Records contained in a dataset:
*** Block opens ***

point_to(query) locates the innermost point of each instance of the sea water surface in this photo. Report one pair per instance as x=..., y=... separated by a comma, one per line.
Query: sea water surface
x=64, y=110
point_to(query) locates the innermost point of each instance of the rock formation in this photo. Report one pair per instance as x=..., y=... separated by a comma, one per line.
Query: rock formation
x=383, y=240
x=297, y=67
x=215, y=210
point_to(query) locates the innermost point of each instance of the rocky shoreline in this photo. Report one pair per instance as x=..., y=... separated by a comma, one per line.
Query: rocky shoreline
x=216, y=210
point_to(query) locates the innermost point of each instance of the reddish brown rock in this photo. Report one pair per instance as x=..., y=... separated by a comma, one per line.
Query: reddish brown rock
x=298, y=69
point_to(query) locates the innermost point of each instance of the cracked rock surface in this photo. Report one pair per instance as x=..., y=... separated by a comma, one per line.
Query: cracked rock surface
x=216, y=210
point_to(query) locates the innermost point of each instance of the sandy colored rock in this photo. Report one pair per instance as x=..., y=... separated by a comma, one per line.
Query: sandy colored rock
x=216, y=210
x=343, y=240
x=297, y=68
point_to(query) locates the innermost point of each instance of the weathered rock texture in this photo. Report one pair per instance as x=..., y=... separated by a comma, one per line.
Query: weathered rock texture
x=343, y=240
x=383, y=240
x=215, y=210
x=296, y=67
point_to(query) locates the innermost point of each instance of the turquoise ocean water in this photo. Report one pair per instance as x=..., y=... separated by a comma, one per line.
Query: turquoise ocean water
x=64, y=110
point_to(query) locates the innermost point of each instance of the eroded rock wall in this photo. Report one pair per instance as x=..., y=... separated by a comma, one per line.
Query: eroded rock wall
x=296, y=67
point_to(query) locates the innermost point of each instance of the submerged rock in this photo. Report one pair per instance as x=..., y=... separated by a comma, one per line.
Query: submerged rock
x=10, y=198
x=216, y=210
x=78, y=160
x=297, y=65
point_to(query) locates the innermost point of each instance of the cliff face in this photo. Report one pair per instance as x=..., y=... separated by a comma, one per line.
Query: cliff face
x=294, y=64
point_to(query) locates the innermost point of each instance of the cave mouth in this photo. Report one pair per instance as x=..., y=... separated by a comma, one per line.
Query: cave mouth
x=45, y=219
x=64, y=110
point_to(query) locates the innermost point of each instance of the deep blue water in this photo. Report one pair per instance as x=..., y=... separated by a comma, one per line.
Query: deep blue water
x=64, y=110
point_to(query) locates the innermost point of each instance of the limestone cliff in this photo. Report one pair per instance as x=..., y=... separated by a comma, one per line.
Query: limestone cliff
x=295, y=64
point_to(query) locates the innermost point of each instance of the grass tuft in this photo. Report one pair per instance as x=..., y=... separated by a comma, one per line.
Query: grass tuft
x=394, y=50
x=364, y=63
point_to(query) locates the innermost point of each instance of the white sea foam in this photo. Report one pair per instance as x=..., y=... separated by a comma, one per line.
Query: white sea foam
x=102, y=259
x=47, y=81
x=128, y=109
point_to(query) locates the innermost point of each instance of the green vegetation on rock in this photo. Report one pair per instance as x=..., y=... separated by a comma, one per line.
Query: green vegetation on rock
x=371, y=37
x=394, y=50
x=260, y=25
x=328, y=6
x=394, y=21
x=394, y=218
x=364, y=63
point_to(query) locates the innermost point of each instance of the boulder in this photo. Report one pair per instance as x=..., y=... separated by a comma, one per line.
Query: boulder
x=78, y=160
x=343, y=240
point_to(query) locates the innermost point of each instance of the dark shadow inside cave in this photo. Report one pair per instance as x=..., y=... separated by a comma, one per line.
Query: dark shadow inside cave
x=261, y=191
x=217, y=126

*** Block closes ***

Print the data above exactly.

ANSWER FOR THIS EXERCISE –
point_to(query) locates the innermost point of each instance of the sea water surface in this photo. Report one pair per instance as x=..., y=... separated by a comma, one per line.
Query: sea water surface
x=64, y=110
point_to(query) locates the innermost point of each instance of the rock formation in this photo. Report one pair per instance as x=..., y=... separated by a comma, one per line.
Query: rock formation
x=383, y=240
x=297, y=67
x=215, y=210
point_to(query) locates the innermost point of each instance of the rocky shoreline in this photo. Report one pair per instance as x=..., y=... separated by a comma, one per line.
Query: rocky shoreline
x=216, y=210
point_to(query) locates the innermost point of each instance of the reddish brown rock in this photo. Report one pair per instance as x=..., y=... separated by a comma, one per line.
Query: reddish brown rock
x=298, y=69
point_to(query) locates the innermost point of each instance of the cracked rock surface in this photo. Report one pair per instance as x=..., y=... separated by a comma, one per line.
Query: cracked rock surface
x=216, y=210
point_to(query) locates the innermost point of each instance of the sandy colored rock in this photo. Report one pair per instance as x=..., y=... separated by a comma, one per line.
Query: sandy colored rock
x=216, y=210
x=343, y=240
x=297, y=68
point_to(query) locates the innermost point of each instance of the weathered rock texture in this photo. Report one pair per instance as x=..., y=... separated by a comma, one per line.
Query: weathered rock texture
x=343, y=240
x=383, y=240
x=215, y=210
x=296, y=67
point_to(query) locates the innermost point of each instance of the turquoise ocean water in this photo. Report one pair per instance as x=..., y=... separated by a comma, one per line.
Query: turquoise ocean water
x=64, y=110
point_to(query) locates the innermost point of each instance of the eroded rock wall in this photo. Report one pair per instance as x=..., y=... separated by a comma, one per line.
Query: eroded rock wall
x=296, y=67
point_to(query) locates the innermost point of each instance of the submerged rock in this photo. Report one pair per instance as x=..., y=... separated by a comma, one per line.
Query: submerged rock
x=10, y=198
x=216, y=210
x=78, y=160
x=297, y=65
point_to(query) locates the innermost point of each instance of the cliff face in this photo. Report one pair per instance as x=..., y=... separated by a comma, one per line.
Query: cliff face
x=294, y=64
point_to(query) locates the innermost point of each instance of the cave mouth in this photo. Report one pair per instance as x=..., y=... separated by a comma, one per line.
Query: cave mouth
x=45, y=219
x=64, y=110
point_to(query) locates the innermost point of each instance of the deep blue water in this photo. Report one pair per instance as x=..., y=... separated by a comma, one per line.
Query: deep blue water
x=64, y=110
point_to(query) locates the innermost point of each instance of the limestone cliff in this photo. Report one pair per instance as x=..., y=... separated by a comma, one per line.
Query: limestone cliff
x=295, y=64
point_to(query) locates the innermost point of each instance of the grass tuft in this photo. Report one pair per instance as x=..., y=... separated by a comma, one per line.
Query: grass tuft
x=394, y=50
x=364, y=63
point_to(query) locates the innermost point of each instance of the white sea foam in this photo. Report one pair per instance as x=..., y=... separated by a comma, one per line.
Query: white sea foam
x=102, y=259
x=47, y=81
x=128, y=109
point_to(query) locates the innermost point of each instance of the green vegetation on rock in this photo. Report one pair per instance as x=..., y=... separated by a comma, one per line.
Query: green vegetation on rock
x=371, y=37
x=394, y=50
x=260, y=25
x=328, y=6
x=394, y=21
x=394, y=218
x=364, y=63
point_to(query) locates the innermost point of each instance of the boulder in this photo. Report one pair per instance as x=..., y=... separated by a comma, one per line.
Query: boulder
x=78, y=160
x=343, y=240
point_to(query) locates the innermost point of each instance of the dark shadow inside cave in this photo. Report one pair per instance as x=..., y=... separated by a comma, one per line.
Query: dark shadow inside cave
x=261, y=191
x=217, y=126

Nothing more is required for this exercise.